[Text to read]
CTM generates output in the form of topic distributions for each document, which are the contextualized embeddings.

The topic distribution that we saved in an Excel file represents a version of the document representations with respect to the topics extracted from the CTM model. This can be considered as a form of embedding, since each document is represented by a vector of probabilities (or scores) for each topic.

In [15]:
from octis.dataset.dataset import Dataset
from transformers import BertForMaskedLM, AutoTokenizer, DataCollatorForLanguageModeling, Trainer, TrainingArguments
from octis.models.CTM import CTM
from octis.dataset.dataset import Dataset
from octis.optimization.optimizer import Optimizer
from skopt.space.space import Real, Categorical, Integer
from octis.evaluation_metrics.coherence_metrics import Coherence
from octis.evaluation_metrics.diversity_metrics import TopicDiversity

In [16]:
# we take the dataset and save it in a variable
dataset_saved = '/home/MindHard/fpulera/topic extraction/CTM/total_dataset'
dataset = Dataset()
dataset.load_custom_dataset_from_folder(dataset_saved)

In [17]:
print(f"Number of documents in the dataset: {len(dataset.get_corpus())}")
print(f"Example of document: {dataset.get_corpus()[0]}")

Number of documents in the dataset: 37512
Example of document: ['stazione', 'acquasparta', 'essere', 'uno', 'stazione', 'ferroviario', 'servizio', 'acquasparta', 'ferrovia', 'centrale', 'umbrare', 'tratto', 'fra', 'terno', 'perugia']


* We load the model **"dbmdz/bert-base-italian-uncased"**, a version of BERT pre-trained on Italian texts. The "uncased" suffix indicates that the model is not case-sensitive (for example, "casa" and "Casa" are treated the same).
* With **BertForMaskedLM.from_pretrained(model_name)**, we are loading a pre-trained version of the BERT model designed for Masked Language Modeling (MLM) tasks.
    * The MLM task is to predict missing (or masked) words in a text, for example transforming the sentence "The cat [MASK] on the roof" into "The cat sleeps on the roof".
    * When using a pre-trained BERT model on a general dataset (such as Wikipedia or books), the model may not fully capture the nuances or specific domain of your data.
    * Fine-tuning BERT with MLM allows the model to refine semantic representations, making them more suitable for your POI corpus.
    * Fine-tuning with MLM does not require labels. It is perfect for problems like ours, where we want to improve the representation without directly supervising a task.
    * After refining the representations, we can use the embeddings produced by BERT as input to our Combined Topic Model (CTM). A BERT model fine-tuned on our data provides embeddings that better reflect the topics present in our corpus.

[Exercise A]
Copy the topic modeling text from "dataset.load_custom_dataset_from_folder(dataset_saved)" to "Modeling (MLM) tasks.".
[Exercise B]
Carry the topic modeling text forward from its final sentence.
The listing comes from a different source than the topic modeling text.

(Records)
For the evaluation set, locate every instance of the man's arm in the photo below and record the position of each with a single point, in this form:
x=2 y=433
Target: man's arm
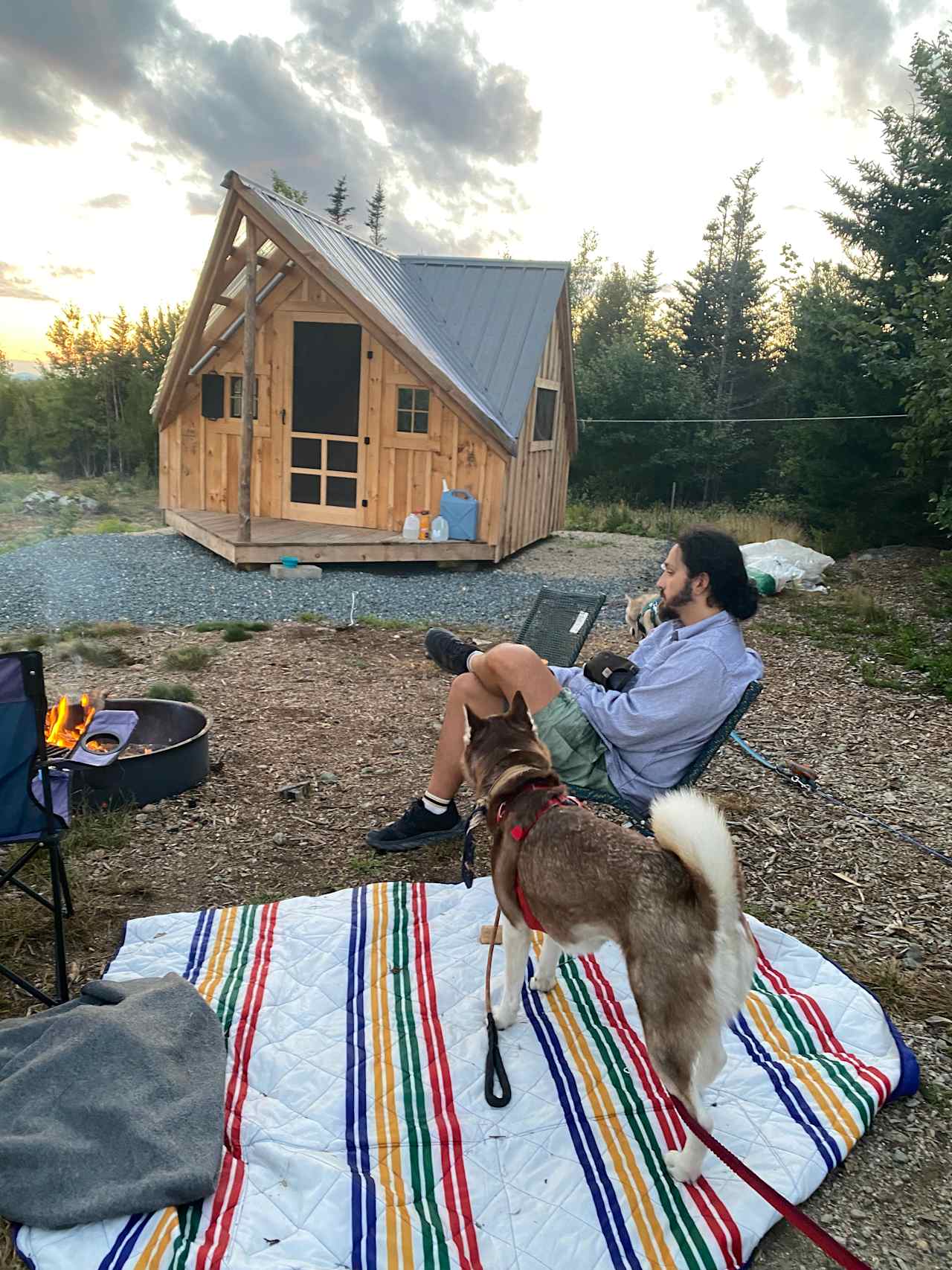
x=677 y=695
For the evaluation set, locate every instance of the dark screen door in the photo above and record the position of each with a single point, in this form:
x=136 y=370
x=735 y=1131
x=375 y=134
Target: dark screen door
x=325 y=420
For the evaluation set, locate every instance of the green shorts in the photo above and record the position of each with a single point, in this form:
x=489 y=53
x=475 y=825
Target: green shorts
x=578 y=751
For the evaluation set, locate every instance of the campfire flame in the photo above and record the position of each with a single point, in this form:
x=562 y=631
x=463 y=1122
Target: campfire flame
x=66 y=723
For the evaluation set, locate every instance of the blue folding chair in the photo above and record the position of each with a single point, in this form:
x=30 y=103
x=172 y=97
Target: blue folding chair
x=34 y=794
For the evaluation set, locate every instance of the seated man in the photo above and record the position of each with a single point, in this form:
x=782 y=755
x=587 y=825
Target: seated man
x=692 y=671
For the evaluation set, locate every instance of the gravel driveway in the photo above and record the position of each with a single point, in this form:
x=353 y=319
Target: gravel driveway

...

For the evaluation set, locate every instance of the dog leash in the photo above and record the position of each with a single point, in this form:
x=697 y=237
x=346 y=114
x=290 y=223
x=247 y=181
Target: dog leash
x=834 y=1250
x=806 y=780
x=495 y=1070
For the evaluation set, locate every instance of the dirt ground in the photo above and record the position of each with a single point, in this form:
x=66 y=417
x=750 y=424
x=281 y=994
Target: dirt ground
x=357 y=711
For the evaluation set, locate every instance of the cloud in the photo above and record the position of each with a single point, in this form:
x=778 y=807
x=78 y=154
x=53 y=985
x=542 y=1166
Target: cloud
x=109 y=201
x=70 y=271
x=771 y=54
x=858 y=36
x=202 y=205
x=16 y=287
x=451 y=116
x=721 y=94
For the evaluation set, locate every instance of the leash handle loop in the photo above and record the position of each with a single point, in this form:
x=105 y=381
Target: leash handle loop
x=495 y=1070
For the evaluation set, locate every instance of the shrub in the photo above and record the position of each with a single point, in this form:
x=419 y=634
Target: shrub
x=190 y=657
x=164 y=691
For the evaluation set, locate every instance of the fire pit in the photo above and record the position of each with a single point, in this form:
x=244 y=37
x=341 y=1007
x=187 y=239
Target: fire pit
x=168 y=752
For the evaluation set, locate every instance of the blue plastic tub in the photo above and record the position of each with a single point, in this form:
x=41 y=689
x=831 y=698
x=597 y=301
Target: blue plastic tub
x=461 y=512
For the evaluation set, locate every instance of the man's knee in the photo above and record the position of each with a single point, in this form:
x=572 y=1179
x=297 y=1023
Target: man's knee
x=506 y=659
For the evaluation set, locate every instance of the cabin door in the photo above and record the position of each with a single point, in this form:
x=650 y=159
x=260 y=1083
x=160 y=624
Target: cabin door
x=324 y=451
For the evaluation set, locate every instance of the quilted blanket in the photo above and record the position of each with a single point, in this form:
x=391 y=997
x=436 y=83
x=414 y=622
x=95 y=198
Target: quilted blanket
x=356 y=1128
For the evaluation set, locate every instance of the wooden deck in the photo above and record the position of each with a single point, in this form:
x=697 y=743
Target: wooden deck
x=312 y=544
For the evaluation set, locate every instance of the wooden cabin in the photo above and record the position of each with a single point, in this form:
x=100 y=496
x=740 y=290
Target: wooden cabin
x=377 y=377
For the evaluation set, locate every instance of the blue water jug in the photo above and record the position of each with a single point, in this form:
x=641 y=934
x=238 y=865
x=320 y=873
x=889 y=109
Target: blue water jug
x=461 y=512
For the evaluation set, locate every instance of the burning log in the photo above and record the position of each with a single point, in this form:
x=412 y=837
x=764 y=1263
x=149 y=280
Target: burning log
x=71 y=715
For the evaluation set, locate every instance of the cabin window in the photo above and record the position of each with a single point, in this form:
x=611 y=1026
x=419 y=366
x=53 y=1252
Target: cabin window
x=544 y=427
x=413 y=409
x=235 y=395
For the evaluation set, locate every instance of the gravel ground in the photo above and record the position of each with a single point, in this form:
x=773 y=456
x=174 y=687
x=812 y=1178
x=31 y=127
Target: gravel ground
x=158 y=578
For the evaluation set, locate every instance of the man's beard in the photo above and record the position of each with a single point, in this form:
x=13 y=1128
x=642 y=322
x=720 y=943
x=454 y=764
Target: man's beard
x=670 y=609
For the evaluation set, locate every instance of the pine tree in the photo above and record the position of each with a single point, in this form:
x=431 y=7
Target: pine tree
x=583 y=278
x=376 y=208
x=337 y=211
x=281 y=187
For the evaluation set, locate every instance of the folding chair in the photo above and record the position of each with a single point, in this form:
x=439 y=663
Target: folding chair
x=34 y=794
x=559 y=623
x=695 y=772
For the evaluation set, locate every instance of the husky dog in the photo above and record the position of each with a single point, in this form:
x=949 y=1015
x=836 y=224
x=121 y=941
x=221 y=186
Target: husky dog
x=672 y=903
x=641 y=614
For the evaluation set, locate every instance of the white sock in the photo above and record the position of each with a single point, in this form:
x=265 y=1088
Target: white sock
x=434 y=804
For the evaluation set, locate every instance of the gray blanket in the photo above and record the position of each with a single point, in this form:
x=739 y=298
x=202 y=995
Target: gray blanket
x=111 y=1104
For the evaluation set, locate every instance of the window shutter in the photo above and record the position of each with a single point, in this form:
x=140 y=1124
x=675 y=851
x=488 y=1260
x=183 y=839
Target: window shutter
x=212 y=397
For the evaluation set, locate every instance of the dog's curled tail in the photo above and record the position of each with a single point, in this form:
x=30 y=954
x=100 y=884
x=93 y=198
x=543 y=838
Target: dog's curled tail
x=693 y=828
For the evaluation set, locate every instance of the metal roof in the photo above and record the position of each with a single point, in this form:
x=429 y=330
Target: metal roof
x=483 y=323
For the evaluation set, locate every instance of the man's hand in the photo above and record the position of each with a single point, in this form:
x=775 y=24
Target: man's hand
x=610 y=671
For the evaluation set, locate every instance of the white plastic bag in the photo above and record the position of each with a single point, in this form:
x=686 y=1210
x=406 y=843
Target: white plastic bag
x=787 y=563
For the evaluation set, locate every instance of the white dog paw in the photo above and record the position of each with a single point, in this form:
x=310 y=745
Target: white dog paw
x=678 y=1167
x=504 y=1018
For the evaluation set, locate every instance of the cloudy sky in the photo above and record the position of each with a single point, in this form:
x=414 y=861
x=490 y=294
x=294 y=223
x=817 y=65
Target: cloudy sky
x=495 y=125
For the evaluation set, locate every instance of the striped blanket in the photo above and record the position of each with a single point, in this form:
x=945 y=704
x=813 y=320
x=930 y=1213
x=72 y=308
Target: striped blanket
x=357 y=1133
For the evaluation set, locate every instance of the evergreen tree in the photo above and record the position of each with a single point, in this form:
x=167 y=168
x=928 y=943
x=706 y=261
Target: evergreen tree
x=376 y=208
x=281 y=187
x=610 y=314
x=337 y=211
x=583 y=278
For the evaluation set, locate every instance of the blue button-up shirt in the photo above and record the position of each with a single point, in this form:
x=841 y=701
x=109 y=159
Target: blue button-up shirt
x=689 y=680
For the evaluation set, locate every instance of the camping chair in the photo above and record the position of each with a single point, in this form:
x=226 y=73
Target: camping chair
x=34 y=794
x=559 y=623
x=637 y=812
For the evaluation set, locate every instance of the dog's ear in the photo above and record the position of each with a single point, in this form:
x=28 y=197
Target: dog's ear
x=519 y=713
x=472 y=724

[Exercise response A]
dataset.load_custom_dataset_from_folder(dataset_saved)

In [17]:
print(f"Number of documents in the dataset: {len(dataset.get_corpus())}")
print(f"Example of document: {dataset.get_corpus()[0]}")

Number of documents in the dataset: 37512
Example of document: ['stazione', 'acquasparta', 'essere', 'uno', 'stazione', 'ferroviario', 'servizio', 'acquasparta', 'ferrovia', 'centrale', 'umbrare', 'tratto', 'fra', 'terno', 'perugia']


* We load the model **"dbmdz/bert-base-italian-uncased"**, a version of BERT pre-trained on Italian texts. The "uncased" suffix indicates that the model is not case-sensitive (for example, "casa" and "Casa" are treated the same).
* With **BertForMaskedLM.from_pretrained(model_name)**, we are loading a pre-trained version of the BERT model designed for Masked Language Modeling (MLM) tasks.

[Exercise response B]
    * MLM is one of the most common techniques for unsupervised fine-tuning and has been shown to significantly improve results in downstream tasks (such as topic modeling or classification).
* With **AutoTokenizer.from_pretrained(model_name)**, we are loading the tokenizer associated with the specified BERT model.
The tokenizer is responsible for transforming the raw text into a numeric representation (called input IDs) that the model can understand. For BERT, this includes tokenizing into subwords and adding special tokens (such as [CLS] and [SEP]).

In [18]:
# Let's load the template and tokenizer for Italian
model_name = "dbmdz/bert-base-italian-uncased"
model = BertForMaskedLM.from_pretrained(model_name)
tokenizer = AutoTokenizer.from_pretrained(model_name)

Some weights of the model checkpoint at dbmdz/bert-base-italian-uncased were not used when initializing BertForMaskedLM: ['bert.pooler.dense.bias', 'bert.pooler.dense.weight', 'cls.seq_relationship.bias', 'cls.seq_relationship.weight']
- This IS expected if you are initializing BertForMaskedLM from the checkpoint of a model trained on another task or with another architecture (e.g. initializing a BertForSequenceClassification model from a BertForPreTraining model).
- This IS NOT expected if you are initializing BertForMaskedLM from the checkpoint of a model that you expect to be exactly identical (initializing a BertForSequenceClassification model from a BertForSequenceClassification model).


Let's set up a data collator to prepare the data to be fed to the model during the training or fine-tuning process on a Masked Language Modeling (MLM) task. Here are the details:

* **DataCollatorForLanguageModeling**: This is a tool provided by the Hugging Face library to automate data preparation. When we pass a batch of data to the model, the data collator:
    * Masks some tokens in the input according to a certain probability.
    * Ensures that the data format is correct for the MLM task.
* The value 0.15 means that 15% of the tokens in the text will be masked, which is a standard choice for BERT training.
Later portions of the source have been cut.